Bounding box annotation entries:
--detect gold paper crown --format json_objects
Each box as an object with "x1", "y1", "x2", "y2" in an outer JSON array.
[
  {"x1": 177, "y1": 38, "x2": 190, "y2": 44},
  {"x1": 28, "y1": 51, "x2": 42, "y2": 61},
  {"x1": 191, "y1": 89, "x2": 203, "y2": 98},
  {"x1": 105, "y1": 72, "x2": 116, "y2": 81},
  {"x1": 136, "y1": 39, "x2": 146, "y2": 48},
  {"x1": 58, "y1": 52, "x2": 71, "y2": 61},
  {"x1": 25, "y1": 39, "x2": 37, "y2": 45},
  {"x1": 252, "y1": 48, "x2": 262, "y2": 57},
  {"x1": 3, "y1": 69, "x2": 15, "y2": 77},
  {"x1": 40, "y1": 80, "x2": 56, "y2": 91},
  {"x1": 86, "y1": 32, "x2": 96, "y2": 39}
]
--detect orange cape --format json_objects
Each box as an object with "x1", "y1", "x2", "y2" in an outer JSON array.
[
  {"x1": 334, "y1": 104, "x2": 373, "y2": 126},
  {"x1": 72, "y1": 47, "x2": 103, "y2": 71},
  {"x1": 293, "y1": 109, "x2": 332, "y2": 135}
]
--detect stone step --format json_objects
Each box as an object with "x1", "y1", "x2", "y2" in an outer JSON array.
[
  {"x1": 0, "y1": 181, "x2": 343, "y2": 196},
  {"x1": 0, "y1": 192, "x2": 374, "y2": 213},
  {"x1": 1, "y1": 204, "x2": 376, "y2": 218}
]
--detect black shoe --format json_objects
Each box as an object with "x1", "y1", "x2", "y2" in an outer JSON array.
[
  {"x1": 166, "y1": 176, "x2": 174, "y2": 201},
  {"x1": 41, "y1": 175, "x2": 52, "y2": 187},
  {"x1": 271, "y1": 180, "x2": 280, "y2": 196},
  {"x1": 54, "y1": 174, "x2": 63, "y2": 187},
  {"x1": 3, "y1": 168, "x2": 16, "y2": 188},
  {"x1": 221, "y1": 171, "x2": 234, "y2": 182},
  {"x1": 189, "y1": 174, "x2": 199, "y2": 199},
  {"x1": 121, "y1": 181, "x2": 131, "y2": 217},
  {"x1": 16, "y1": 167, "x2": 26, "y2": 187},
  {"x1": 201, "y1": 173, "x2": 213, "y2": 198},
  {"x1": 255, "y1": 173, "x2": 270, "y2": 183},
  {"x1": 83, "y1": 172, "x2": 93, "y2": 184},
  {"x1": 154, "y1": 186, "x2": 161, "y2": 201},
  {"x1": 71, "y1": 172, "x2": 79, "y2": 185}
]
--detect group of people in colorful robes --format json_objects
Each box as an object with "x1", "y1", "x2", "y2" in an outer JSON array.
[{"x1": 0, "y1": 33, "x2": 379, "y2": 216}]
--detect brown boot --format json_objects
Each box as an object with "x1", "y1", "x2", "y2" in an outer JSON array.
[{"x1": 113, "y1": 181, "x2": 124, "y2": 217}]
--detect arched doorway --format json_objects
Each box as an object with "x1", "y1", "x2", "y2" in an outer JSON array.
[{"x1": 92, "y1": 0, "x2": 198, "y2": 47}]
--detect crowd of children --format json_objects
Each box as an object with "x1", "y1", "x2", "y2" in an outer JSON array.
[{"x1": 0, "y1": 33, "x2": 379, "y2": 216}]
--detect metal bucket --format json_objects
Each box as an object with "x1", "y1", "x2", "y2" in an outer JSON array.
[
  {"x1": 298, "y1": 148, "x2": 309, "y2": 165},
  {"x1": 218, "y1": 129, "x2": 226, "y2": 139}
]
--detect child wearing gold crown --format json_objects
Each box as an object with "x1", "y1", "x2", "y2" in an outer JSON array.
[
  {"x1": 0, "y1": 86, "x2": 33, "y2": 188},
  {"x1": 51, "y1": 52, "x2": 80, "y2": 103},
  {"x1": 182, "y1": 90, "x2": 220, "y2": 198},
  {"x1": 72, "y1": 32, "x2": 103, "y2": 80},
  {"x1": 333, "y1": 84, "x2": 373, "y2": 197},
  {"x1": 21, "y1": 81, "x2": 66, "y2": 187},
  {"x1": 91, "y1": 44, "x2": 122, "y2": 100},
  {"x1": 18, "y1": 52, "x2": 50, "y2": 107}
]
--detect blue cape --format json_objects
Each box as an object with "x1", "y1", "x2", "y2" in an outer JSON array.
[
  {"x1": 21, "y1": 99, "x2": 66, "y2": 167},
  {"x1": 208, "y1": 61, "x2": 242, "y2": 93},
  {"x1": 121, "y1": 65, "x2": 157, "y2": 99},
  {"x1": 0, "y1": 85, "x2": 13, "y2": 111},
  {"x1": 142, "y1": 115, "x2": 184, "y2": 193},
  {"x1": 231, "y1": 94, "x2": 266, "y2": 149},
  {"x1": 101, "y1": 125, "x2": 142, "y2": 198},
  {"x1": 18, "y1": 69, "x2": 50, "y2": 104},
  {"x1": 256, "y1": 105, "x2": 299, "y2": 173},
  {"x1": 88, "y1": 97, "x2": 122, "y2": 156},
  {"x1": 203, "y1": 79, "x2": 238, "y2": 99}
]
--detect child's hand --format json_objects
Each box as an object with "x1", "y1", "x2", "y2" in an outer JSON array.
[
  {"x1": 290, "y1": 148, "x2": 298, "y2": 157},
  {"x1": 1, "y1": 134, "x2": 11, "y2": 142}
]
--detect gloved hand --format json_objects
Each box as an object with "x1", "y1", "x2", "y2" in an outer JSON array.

Exercise goal:
Reproduce everything in the material from the line containing "--detect gloved hand --format json_objects" down to the end, with both ends included.

Worked solution:
--detect gloved hand --format json_objects
Each box as an object with "x1", "y1", "x2", "y2" in an outer JSON array.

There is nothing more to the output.